— Start PAGE —

That Mary and Joseph brought a couple of birds to be sacrificed in the temple offers us another insight into God’s choice.    God did not choose to be born and brought up in a family where he could be financially secure and have a comfortable social position, but in a family of very limited means.    Wealth and position do not necessarily equate with happy family life.   Jesus’ family belonged to the poor of Israel, and it was this poor family that God chose to bring Jesus up in the faith and help him nurture his vocation – in other words his family brought him up to  grow in the love of God and his law, to know the demands of justice and fulfil those demands by a life of love.    To put it in a nutshell, his parents educated Jesus to do God’s will in an atmosphere where spiritual bonds were more important than the bond of kinship.

What marked out this family from all others was not then its sociological structure or characteristics, but the bond of love which permeated it.     Hence the Holy Family bring Jesus to the Temple, to the house of God, to give thanks for the gift they have received, and to offer the child back to God to do whatever God was calling him to do.     At this time in the life of the child, for Mary and Joseph might intuitively have known that God had a special calling for them, but the specifics of that call and where it might lead  was still hidden in the mystery of God, unknown to them, hence St Mark points out the unease experienced by Mary at what her now grown up son was doing.      Yet already people like Simeon and Anna perceive something special about the child, perhaps because they know that his parents are totally open to the will of God.

— End PAGE —

> _WHAT IS ASKED_:
A. According to the reflection on the Holy Family, what did Mary and Joseph bring to be sacrificed in the temple?
B. Retype the reflection on the Holy Family from "What marked out" down to "will of God.".
C. Write what comes next in the reflection on the Holy Family, picking up after its final sentence.

— Start DATA EXTRACT —

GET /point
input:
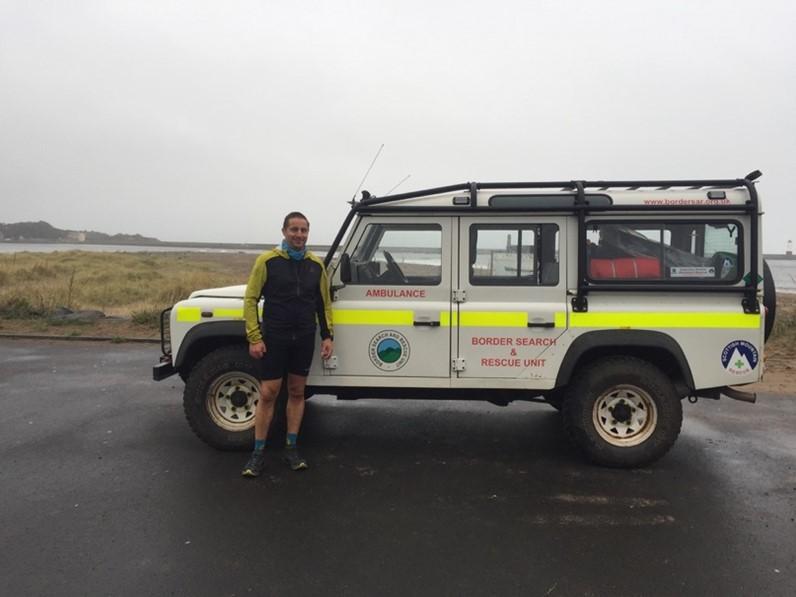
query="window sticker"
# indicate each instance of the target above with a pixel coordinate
(692, 272)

— End DATA EXTRACT —

> _ANSWER LIST_:
A. A couple of birds.

B.
What marked out this family from all others was not then its sociological structure or characteristics, but the bond of love which permeated it.     Hence the Holy Family bring Jesus to the Temple, to the house of God, to give thanks for the gift they have received, and to offer the child back to God to do whatever God was calling him to do.     At this time in the life of the child, for Mary and Joseph might intuitively have known that God had a special calling for them, but the specifics of that call and where it might lead  was still hidden in the mystery of God, unknown to them, hence St Mark points out the unease experienced by Mary at what her now grown up son was doing.      Yet already people like Simeon and Anna perceive something special about the child, perhaps because they know that his parents are totally open to the will of God.

C.
In the National Gallery there is a painting by Bartolome Murillo a seventeenth century Spanish Painter that for me captures what makes the Holy Family Unique.    It is called the Heavenly and Earthly Trinities.   Vertically it depicts the child Jesus descended from the Father and the Holy Spirit (in the form of a dove) while horizontally it depicts the Jesus standing between Mary and Joseph .    So the child Jesus stands at the intersection between the human family and the holy Trinity.   In the child the world of the human and divine family unite.    Christ belongs to the family of three in one Godhead, but also to a human family.  In the painting St Joseph looks out to the viewer as if to say, come and join us in this loving relationship.     The love of God is not some distant, far away phenomenon, it is open to us to let it abide in our families too.

The Holy Family is the prototype of every Christian family, a family devoted to the Word of God, to life in its fullness and to true freedom, called, like the Church as a whole,  to be a sign and instrument of unity for the whole human race.


Homily Second Sunday in Advent

In my home I have a copy of a painting by Holman Hunt. It is entitled, ‘Jesus, the Light of the world’. In the painting Christ is carrying a lamp as he comes across a door on which he knocks. But the door has only one handle. It can only be opened from the inside. The inspiration for the painting comes from the words of the risen Christ in the Book of Revelation, ‘Behold, I stand at the door and knock. If you hear my voice and open the door, I will come into you and eat with you and you with me.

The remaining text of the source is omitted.